Directions
The full set of entries must be copied exactly.

Raw data
______________________________
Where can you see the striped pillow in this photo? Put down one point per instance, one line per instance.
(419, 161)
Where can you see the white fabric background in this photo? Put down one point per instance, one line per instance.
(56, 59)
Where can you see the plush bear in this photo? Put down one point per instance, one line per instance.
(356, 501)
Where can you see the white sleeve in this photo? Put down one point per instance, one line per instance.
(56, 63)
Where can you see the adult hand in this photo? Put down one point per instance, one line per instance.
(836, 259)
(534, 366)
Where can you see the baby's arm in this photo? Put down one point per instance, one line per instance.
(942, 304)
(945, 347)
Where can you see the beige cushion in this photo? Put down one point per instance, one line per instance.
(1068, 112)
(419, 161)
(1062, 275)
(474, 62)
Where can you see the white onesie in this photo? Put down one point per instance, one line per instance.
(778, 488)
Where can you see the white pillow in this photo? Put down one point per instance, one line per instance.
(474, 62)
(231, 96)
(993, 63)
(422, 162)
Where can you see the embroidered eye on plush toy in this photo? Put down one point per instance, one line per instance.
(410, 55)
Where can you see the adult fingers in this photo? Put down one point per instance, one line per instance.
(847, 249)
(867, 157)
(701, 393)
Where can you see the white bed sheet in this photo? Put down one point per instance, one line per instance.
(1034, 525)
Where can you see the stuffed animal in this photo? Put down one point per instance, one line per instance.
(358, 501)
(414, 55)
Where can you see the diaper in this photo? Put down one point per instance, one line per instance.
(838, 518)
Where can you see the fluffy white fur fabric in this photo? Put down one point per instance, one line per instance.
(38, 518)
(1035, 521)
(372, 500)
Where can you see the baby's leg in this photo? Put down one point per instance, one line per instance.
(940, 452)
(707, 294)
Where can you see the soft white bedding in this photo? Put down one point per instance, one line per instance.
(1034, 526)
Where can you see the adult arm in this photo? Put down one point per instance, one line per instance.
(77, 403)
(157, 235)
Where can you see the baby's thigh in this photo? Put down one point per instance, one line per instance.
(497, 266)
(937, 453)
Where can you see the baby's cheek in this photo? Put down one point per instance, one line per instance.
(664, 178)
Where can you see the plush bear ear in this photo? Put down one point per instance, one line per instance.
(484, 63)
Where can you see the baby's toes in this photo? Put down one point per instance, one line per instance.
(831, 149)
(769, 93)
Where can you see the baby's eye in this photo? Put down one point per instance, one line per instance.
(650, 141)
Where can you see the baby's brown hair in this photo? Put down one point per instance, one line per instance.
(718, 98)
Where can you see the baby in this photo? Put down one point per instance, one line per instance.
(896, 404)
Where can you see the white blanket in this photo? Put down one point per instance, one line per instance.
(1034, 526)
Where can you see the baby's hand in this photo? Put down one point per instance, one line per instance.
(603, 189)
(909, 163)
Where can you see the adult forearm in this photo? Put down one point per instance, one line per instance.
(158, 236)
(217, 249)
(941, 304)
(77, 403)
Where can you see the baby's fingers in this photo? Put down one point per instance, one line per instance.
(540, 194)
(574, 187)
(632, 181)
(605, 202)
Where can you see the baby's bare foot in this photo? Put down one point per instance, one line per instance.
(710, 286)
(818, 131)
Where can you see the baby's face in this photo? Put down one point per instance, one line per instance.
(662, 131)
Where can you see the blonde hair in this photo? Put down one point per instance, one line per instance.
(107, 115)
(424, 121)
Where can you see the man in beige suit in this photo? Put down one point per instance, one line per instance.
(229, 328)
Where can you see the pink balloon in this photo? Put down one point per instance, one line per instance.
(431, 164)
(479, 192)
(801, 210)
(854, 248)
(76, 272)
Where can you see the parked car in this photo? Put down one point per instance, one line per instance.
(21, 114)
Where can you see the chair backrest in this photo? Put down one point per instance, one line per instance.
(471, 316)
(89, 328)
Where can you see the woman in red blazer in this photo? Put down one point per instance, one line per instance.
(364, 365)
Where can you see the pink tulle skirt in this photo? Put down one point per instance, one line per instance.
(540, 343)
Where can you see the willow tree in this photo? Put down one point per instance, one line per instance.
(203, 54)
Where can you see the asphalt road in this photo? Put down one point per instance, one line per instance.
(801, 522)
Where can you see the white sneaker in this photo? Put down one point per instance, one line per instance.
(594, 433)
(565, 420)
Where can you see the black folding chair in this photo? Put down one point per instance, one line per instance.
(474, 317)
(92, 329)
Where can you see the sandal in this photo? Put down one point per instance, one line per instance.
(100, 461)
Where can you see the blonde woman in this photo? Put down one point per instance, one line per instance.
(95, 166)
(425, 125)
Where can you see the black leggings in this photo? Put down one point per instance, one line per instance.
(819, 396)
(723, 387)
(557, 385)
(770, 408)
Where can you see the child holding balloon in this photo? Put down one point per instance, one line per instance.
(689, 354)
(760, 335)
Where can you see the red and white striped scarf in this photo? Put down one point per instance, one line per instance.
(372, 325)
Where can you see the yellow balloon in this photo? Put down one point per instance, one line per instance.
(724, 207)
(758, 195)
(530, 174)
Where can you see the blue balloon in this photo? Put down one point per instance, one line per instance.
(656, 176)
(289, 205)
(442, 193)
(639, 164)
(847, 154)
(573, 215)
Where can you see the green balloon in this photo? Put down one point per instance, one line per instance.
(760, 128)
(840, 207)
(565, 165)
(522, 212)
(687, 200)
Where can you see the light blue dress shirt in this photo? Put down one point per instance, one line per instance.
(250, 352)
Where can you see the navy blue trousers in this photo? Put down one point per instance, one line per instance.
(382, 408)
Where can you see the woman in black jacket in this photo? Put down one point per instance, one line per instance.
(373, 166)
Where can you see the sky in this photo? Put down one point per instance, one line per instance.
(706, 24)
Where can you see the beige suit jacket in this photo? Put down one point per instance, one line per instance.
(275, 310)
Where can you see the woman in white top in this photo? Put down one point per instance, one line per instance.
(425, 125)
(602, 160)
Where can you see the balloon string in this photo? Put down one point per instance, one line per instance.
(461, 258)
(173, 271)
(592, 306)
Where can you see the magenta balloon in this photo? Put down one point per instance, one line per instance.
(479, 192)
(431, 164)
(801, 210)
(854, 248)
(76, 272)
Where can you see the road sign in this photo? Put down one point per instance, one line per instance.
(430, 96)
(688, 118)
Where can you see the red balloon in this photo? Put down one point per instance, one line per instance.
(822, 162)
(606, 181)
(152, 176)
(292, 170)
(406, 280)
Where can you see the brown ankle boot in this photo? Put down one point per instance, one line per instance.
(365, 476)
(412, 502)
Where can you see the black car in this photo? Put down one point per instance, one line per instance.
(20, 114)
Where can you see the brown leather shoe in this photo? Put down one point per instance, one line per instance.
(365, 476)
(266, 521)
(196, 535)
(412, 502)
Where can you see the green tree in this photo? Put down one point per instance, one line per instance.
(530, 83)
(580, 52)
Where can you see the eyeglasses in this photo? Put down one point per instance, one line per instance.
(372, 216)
______________________________
Reply to the task
Where can you see the striped pillow in this photo? Put down one point per instance, one line per instance.
(419, 161)
Where can you see the white fabric background in this photo? Put down one point per instance, one line per instance.
(56, 59)
Where can you see the plush bear in this photo? Put down one point per instance, one line per instance.
(356, 501)
Where can you see the white sleeve in this photo? Put down one point per instance, one line per instance.
(56, 63)
Where can you see the adult hand in this photo? Put down one point per instance, one line per instance.
(836, 259)
(534, 366)
Where can you see the baby's arm in this photo? Put down one point per instance, one line per instance.
(942, 304)
(945, 347)
Where can you see the beige cushion in this photo? Put down one point per instance, one line per instance.
(1068, 112)
(419, 161)
(1062, 275)
(474, 62)
Where can you see the white onesie in this photo? Put down one point per instance, one line per instance.
(778, 488)
Where can you see the white pillow in this photo? Put down one point per instance, one line per instance.
(474, 62)
(231, 96)
(993, 63)
(422, 162)
Where can you see the embroidered eye on plush toy in this photo? Put down one point per instance, one line per instance.
(410, 55)
Where can you see the adult fingers in this photo? Put down one point per instance, one line per instance.
(847, 249)
(867, 157)
(701, 393)
Where can you see the white bed sheet in this photo? Put down one point per instance, one line per instance.
(1034, 525)
Where can you see the stuffed animal in this photo? Put down one point per instance, one line per instance.
(358, 501)
(414, 55)
Where can you see the diaper in this photo? Put down one point per instance, one line per instance.
(838, 518)
Where can you see the fluffy white fur fabric in this photo? Put down one point per instance, one line per instance.
(38, 518)
(1035, 521)
(372, 500)
Where can you see the baby's leg in this photo? Put down one point per instance, one line per instance.
(940, 452)
(707, 294)
Where can you see the soft white bedding in this photo? Put down one point per instance, one line per instance.
(1034, 526)
Where can you see the adult arm in this photo? Put down one point per instance, one line per instance.
(77, 403)
(157, 235)
Where can you see the baby's thigh in this photo? Put down one point per instance, one line per instance.
(497, 266)
(937, 453)
Where can you see the baby's cheek in this photo? Put down one point per instance, one line per instance.
(664, 178)
Where can you see the plush bear ear in this photo? Put down one point per instance, one line per instance.
(484, 63)
Where can you see the baby's toes in this photo? Put down one point per instance, one line per instance.
(831, 149)
(769, 93)
Where can you see the baby's eye in this photo? Put down one point per instance, one line per instance.
(650, 141)
Where can you see the baby's brown hair in this photo? Put down one point per instance, one line per instance.
(718, 98)
Where can you see the baby in this photo? Put down one point per instance, one line per instance.
(896, 404)
Where can you see the white blanket in this photo? Put down one point per instance, one line per instance.
(1034, 526)
Where can you see the baby's hand in this photo? Put down one point per instance, one line per instance.
(603, 189)
(909, 163)
Where can you see the adult forearm in this photo? Put down one point per instance, one line per instance.
(158, 236)
(217, 249)
(941, 304)
(77, 403)
Where can you see the baby's fingers in this photo? Put down one point per instance, one line per instance.
(540, 194)
(574, 187)
(632, 181)
(605, 202)
Where can you see the baby's bare foot in this photo? Put down one point per instance, one line per instance.
(710, 286)
(818, 131)
Where can you see the baby's face in this photo? Put down one point per instance, one line per instance.
(662, 131)
Where can you see the blonde hair in this photo? Put down one point per instance, one line per instance.
(107, 115)
(424, 121)
Where can you see the man in beige suit in this photo? Put down one point per instance, one line per instance.
(229, 328)
Where can you see the pink balloon in this photo? Put down one point per instance, one line per instance.
(431, 164)
(479, 192)
(801, 210)
(854, 248)
(76, 272)
Where can you see the parked car in this photo? Put down one point per instance, one line per instance.
(21, 114)
Where can you see the chair backrest in this photo? Put down one point per instance, one line per instance.
(471, 316)
(89, 328)
Where can you see the woman in red blazer in this photo? Put down one point per instance, one line per instance.
(364, 365)
Where can you see the pink tulle skirt in this photo? Put down one point per instance, one line per instance.
(540, 343)
Where can you see the willow tree in this photo? Put down one point per instance, one line per instance.
(203, 54)
Where can you see the asphalt road in this photo? Put down one point per instance, one line per instance.
(801, 522)
Where can you see the white sneaker in this photo? Put down one point per instance, one line per instance.
(594, 433)
(565, 420)
Where can you see the black folding chair in this photo? Put down one point per instance, one line per instance.
(474, 317)
(92, 329)
Where can you see the sandal in this photo? Put down one point per instance, one line per instance.
(100, 461)
Where can you see the blonde woman in this photo? Put down one point per instance, one line per instance.
(95, 166)
(425, 125)
Where can you see the black leggings in this photo? Put down one point per instance, one line per instance.
(819, 396)
(723, 387)
(557, 385)
(770, 408)
Where can you see the child holding balloon in this photo? Put down one point per instance, one line per instance.
(689, 354)
(760, 335)
Where can you see the red and white striped scarf in this photo? Put down one point per instance, one line per instance.
(372, 325)
Where can you see the yellow balloon in this photo? Put down one point per instance, one line per instance.
(724, 207)
(758, 195)
(530, 174)
Where can you see the blue balloon in this photo? Put down one point per instance, one line per instance.
(656, 176)
(289, 205)
(442, 193)
(639, 164)
(847, 154)
(573, 215)
Where can you see the green balloon in this photo? Put down one point per instance, one line per instance.
(760, 128)
(840, 207)
(565, 165)
(522, 212)
(687, 200)
Where can you see the light blue dress shirt in this photo? Put down one point per instance, one line per instance.
(250, 352)
Where can you see the navy blue trousers in this photo? Put down one point per instance, one line per instance.
(382, 408)
Where can you see the woman in black jacket in this photo? Put down one point per instance, one line per instance.
(373, 166)
Where can you see the sky in this photo? Put down one point per instance, one line per instance.
(706, 24)
Where can you see the beige suit jacket in this photo? Put down one point per instance, one line per instance.
(275, 310)
Where can you see the woman in white top in this photo? Put down one point per instance, one line per instance.
(425, 125)
(602, 160)
Where can you see the balloon string in this photo? Put down one point per instance, one line per instance.
(461, 258)
(173, 271)
(592, 306)
Where can you see the magenta balloon in this photo? Put down one point per instance, one line per instance.
(479, 192)
(431, 164)
(801, 210)
(854, 248)
(76, 272)
Where can you see the road sign in this photo? Put down one point per instance, one line per instance.
(430, 96)
(688, 118)
Where can you see the red balloon in this photo? Put down one point per instance, one line per instance.
(822, 162)
(606, 181)
(152, 176)
(292, 170)
(406, 280)
Where can you see the brown ankle boot in this photo? Put down one point per instance, one line per instance.
(365, 476)
(412, 502)
Where can you see the black car in this photo? Put down one point per instance, one line per instance.
(20, 114)
Where can you see the brown leather shoe in this photo? Put down one point per instance, one line per instance.
(365, 476)
(266, 521)
(196, 535)
(412, 502)
Where can you see the green tree in this photo? Put down one point per instance, one line per instance.
(530, 83)
(580, 52)
Where can you see the eyeglasses in this photo? Put down one point per instance, one line per instance.
(372, 216)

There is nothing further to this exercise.